## INFORMATION SUPPLIED
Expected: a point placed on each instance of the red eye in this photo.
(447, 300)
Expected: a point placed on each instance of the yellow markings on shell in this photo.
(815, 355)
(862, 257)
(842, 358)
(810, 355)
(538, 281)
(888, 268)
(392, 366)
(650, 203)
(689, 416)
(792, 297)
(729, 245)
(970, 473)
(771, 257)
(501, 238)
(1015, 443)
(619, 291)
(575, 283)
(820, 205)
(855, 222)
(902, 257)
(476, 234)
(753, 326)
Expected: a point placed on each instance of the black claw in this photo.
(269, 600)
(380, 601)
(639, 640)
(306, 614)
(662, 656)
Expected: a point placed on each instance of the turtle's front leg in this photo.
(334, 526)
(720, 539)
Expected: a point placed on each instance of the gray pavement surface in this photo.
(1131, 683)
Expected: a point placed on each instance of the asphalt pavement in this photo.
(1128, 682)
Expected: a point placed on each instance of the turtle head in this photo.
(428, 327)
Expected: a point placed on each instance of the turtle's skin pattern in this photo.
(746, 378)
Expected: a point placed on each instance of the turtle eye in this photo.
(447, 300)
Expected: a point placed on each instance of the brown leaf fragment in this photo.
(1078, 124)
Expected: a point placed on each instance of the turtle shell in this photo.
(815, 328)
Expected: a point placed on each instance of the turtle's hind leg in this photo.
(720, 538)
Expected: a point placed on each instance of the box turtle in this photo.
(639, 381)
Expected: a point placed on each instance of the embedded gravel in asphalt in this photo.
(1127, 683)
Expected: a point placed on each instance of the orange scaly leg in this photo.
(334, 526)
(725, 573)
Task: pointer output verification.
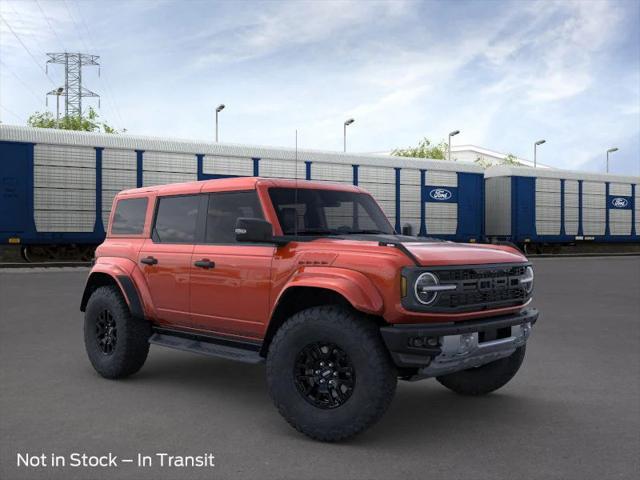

## WHAT IS EXPECTED
Can you reproduce every one of the records above word for word, leaving out the pictures?

## THE RESULT
Expected: a point placed on each instance of the red eye in this photo.
(447, 300)
Expected: a point placed on each instance of the yellow markings on shell in this photo.
(815, 355)
(862, 257)
(842, 358)
(810, 355)
(538, 281)
(888, 268)
(392, 366)
(650, 203)
(689, 416)
(792, 297)
(729, 245)
(970, 473)
(771, 257)
(501, 238)
(1015, 443)
(619, 291)
(575, 283)
(820, 205)
(855, 222)
(902, 257)
(476, 234)
(753, 326)
Expected: a point placed on each instance of the black claw in this photo.
(269, 600)
(380, 601)
(639, 640)
(306, 614)
(662, 656)
Expected: a point placed on each instance of the turtle's front leg in this photo.
(334, 526)
(720, 539)
Expected: a point placed on each instance of the gray pavement surface in this photo.
(1131, 683)
Expected: a point placed on each instance of the asphalt pavement in this photo.
(1128, 682)
Expected: a point placed on each instance of the turtle head in this photo.
(428, 327)
Expected: a point placed on each instance of the turtle's skin pattern in this photo.
(746, 378)
Expected: a point placed on each instance of the turtle eye in this photo.
(447, 300)
Expected: a point placed on each instance of the brown leaf fragment in this photo.
(1078, 124)
Expected: a point placed on each instance of the turtle shell in this photo.
(815, 328)
Expected: a point placed on each instance of the turtle's hind leg in this photo.
(720, 538)
Expected: a point placed on each instance of the box turtle in this photo.
(639, 381)
Expected: a point placed on each instance of the embedded gravel in asphalt in this photo.
(1127, 683)
Expected: a point placed on each instance of the orange scaly leg in this photo.
(334, 526)
(725, 573)
Task: pointer output verification.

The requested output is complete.